Prompt:
All that is needed is the listing, transcribed exactly and in full.

Information supplied:
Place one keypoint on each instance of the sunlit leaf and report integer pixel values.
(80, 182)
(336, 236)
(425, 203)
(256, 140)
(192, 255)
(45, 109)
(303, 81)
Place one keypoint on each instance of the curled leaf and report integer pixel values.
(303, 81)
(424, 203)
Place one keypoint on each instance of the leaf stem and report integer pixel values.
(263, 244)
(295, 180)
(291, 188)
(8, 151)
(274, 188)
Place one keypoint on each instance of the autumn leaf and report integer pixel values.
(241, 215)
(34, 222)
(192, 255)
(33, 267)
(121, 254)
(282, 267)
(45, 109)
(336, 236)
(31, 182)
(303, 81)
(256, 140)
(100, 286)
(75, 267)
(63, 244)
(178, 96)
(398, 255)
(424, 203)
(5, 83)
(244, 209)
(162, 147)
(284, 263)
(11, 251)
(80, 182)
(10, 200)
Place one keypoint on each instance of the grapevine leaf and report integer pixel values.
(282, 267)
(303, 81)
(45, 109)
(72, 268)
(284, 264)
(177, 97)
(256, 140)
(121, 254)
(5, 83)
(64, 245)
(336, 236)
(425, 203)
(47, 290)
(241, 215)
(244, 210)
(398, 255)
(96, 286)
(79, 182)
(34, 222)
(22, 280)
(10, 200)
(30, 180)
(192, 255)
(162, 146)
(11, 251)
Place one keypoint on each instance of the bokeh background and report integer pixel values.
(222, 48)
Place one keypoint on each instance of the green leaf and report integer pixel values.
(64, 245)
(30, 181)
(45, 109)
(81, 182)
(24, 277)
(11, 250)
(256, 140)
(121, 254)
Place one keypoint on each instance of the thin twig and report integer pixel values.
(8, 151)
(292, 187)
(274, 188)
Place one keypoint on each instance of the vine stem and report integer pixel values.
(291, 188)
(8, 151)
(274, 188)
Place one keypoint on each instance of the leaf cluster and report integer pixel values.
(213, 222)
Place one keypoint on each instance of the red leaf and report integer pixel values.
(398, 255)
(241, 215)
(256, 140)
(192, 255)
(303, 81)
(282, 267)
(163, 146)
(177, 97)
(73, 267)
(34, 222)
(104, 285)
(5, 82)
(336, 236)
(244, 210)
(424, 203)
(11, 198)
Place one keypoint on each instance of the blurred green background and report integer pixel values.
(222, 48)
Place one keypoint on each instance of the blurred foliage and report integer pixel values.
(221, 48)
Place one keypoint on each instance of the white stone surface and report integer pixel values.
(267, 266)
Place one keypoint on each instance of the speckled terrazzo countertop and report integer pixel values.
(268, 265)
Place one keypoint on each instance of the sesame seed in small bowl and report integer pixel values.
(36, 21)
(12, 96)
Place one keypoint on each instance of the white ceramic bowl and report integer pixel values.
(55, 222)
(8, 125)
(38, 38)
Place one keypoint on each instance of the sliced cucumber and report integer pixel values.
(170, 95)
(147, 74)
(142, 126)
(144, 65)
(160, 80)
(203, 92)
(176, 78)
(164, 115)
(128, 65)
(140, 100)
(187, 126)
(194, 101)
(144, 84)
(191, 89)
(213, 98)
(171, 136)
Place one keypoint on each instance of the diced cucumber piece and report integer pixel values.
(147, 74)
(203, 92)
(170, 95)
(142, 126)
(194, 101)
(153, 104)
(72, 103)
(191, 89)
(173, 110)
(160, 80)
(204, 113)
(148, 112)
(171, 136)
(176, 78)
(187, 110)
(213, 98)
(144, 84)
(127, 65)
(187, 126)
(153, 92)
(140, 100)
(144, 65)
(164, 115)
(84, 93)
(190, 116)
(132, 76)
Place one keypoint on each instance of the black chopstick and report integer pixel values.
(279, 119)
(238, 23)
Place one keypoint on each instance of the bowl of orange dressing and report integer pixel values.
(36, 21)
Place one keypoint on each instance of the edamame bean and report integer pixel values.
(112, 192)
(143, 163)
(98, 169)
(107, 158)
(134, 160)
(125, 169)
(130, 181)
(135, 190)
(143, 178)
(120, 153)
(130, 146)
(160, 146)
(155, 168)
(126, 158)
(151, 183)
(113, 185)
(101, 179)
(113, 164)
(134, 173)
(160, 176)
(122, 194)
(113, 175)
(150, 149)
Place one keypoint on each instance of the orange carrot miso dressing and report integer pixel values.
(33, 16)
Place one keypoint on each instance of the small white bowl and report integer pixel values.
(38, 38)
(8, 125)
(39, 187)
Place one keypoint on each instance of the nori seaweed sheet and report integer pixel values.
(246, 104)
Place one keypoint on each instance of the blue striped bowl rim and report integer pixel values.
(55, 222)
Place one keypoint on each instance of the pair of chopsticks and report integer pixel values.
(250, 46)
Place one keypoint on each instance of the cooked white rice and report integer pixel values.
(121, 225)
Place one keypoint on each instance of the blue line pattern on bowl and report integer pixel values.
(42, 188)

Task response:
Place one keypoint on each instance of the sunlit leaf and report integer pixel values.
(80, 182)
(336, 236)
(425, 203)
(256, 140)
(192, 255)
(45, 109)
(303, 81)
Place one keypoint on each instance of the curled leaf and report integer pixel values.
(303, 81)
(424, 203)
Place one keypoint on each instance of the leaf stem and report integer pixel values.
(263, 244)
(295, 180)
(291, 188)
(8, 151)
(274, 188)
Place one keypoint on each instance of the autumn leaf and report integer pixel values.
(241, 215)
(34, 222)
(192, 255)
(33, 267)
(121, 254)
(282, 267)
(45, 109)
(336, 236)
(31, 182)
(303, 81)
(256, 140)
(100, 286)
(75, 267)
(63, 244)
(178, 96)
(398, 255)
(424, 203)
(5, 83)
(244, 209)
(162, 147)
(284, 263)
(11, 251)
(80, 182)
(10, 200)
Place one keypoint on each instance of the grapevine leaf and report integer pixel values.
(282, 267)
(303, 81)
(45, 109)
(72, 268)
(284, 264)
(177, 97)
(256, 140)
(121, 254)
(5, 83)
(64, 245)
(336, 236)
(425, 203)
(47, 290)
(241, 215)
(244, 210)
(398, 255)
(96, 286)
(79, 182)
(34, 222)
(22, 280)
(10, 200)
(30, 180)
(192, 255)
(162, 146)
(11, 251)
Place one keypoint on each instance of the bokeh background and report integer pixel values.
(222, 48)
Place one keypoint on each instance of the green leaf and report integer pixel values.
(64, 245)
(30, 181)
(45, 109)
(81, 182)
(24, 277)
(11, 250)
(256, 140)
(121, 254)
Place one keypoint on each instance of the thin twig and report integer pixel values.
(8, 151)
(292, 187)
(274, 188)
Place one keypoint on each instance of the vine stem and report integer pixel values.
(291, 188)
(8, 151)
(274, 188)
Place one keypoint on each instance of the leaf cluster and report integer pixel values.
(213, 222)
Place one keypoint on each instance of the red leaf and report integer pixel values.
(398, 255)
(241, 215)
(256, 140)
(192, 255)
(303, 81)
(282, 267)
(163, 146)
(177, 97)
(73, 267)
(34, 222)
(104, 285)
(5, 82)
(336, 236)
(244, 210)
(424, 203)
(11, 198)
Place one keypoint on each instance of the blurred green background and report integer pixel values.
(222, 48)
Place one keypoint on each instance of the blurred foliage and report integer pixel values.
(221, 48)
Place one keypoint on each instance of the white stone surface and report integer pixel values.
(267, 266)
Place one keypoint on each instance of the speckled terrazzo countertop and report integer pixel values.
(268, 265)
Place one keypoint on each instance of the sesame seed in small bowl and report integer pixel values.
(36, 21)
(12, 96)
Place one keypoint on each instance of the white ceramic bowl and report integer pixel values.
(55, 222)
(8, 125)
(38, 38)
Place one keypoint on each instance of the sliced cucumber and report integer pixel values.
(170, 95)
(147, 74)
(142, 126)
(144, 65)
(160, 80)
(203, 92)
(176, 78)
(164, 115)
(128, 65)
(140, 100)
(187, 126)
(194, 101)
(144, 84)
(191, 89)
(213, 98)
(171, 136)
Place one keypoint on each instance of the diced cucumber piece and report integer pixel values.
(147, 74)
(203, 92)
(170, 95)
(142, 126)
(194, 101)
(153, 104)
(72, 103)
(191, 89)
(173, 110)
(160, 80)
(204, 113)
(148, 112)
(171, 136)
(176, 78)
(187, 110)
(213, 98)
(144, 84)
(127, 65)
(187, 126)
(153, 92)
(140, 100)
(144, 65)
(164, 115)
(84, 93)
(190, 116)
(132, 76)
Place one keypoint on each instance of the black chopstick and report integer pixel values.
(279, 119)
(238, 23)
Place one keypoint on each instance of the bowl of orange dressing and report integer pixel values.
(36, 21)
Place one keypoint on each instance of the edamame bean and report integer pixel values.
(112, 192)
(143, 163)
(98, 169)
(107, 158)
(134, 160)
(125, 169)
(130, 181)
(135, 190)
(143, 178)
(120, 153)
(130, 146)
(160, 146)
(155, 168)
(126, 158)
(151, 183)
(113, 185)
(101, 179)
(113, 164)
(134, 173)
(160, 176)
(122, 194)
(113, 175)
(150, 149)
Place one keypoint on each instance of the orange carrot miso dressing and report integer pixel values.
(33, 16)
Place one keypoint on each instance of the small white bowl and report integer pixel values.
(38, 38)
(8, 125)
(39, 187)
Place one keypoint on each instance of the nori seaweed sheet and report integer pixel values.
(246, 104)
Place one keypoint on each instance of the blue striped bowl rim and report integer pixel values.
(55, 222)
Place one keypoint on each instance of the pair of chopsticks and report integer pixel values.
(250, 46)
Place one keypoint on each instance of the cooked white rice and report integer pixel values.
(121, 225)
Place one keypoint on each instance of the blue line pattern on bowl and report integer pixel values.
(42, 188)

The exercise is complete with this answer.